BEGIN Records to process

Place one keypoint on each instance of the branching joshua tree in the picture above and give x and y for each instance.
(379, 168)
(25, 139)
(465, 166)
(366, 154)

END Records to process

Task details ▸
Could you repeat all of the material above exactly?

Answer space ▸
Place one keypoint on each instance of the branching joshua tree in the picture above and give x and y for each instance.
(379, 168)
(25, 139)
(465, 166)
(366, 154)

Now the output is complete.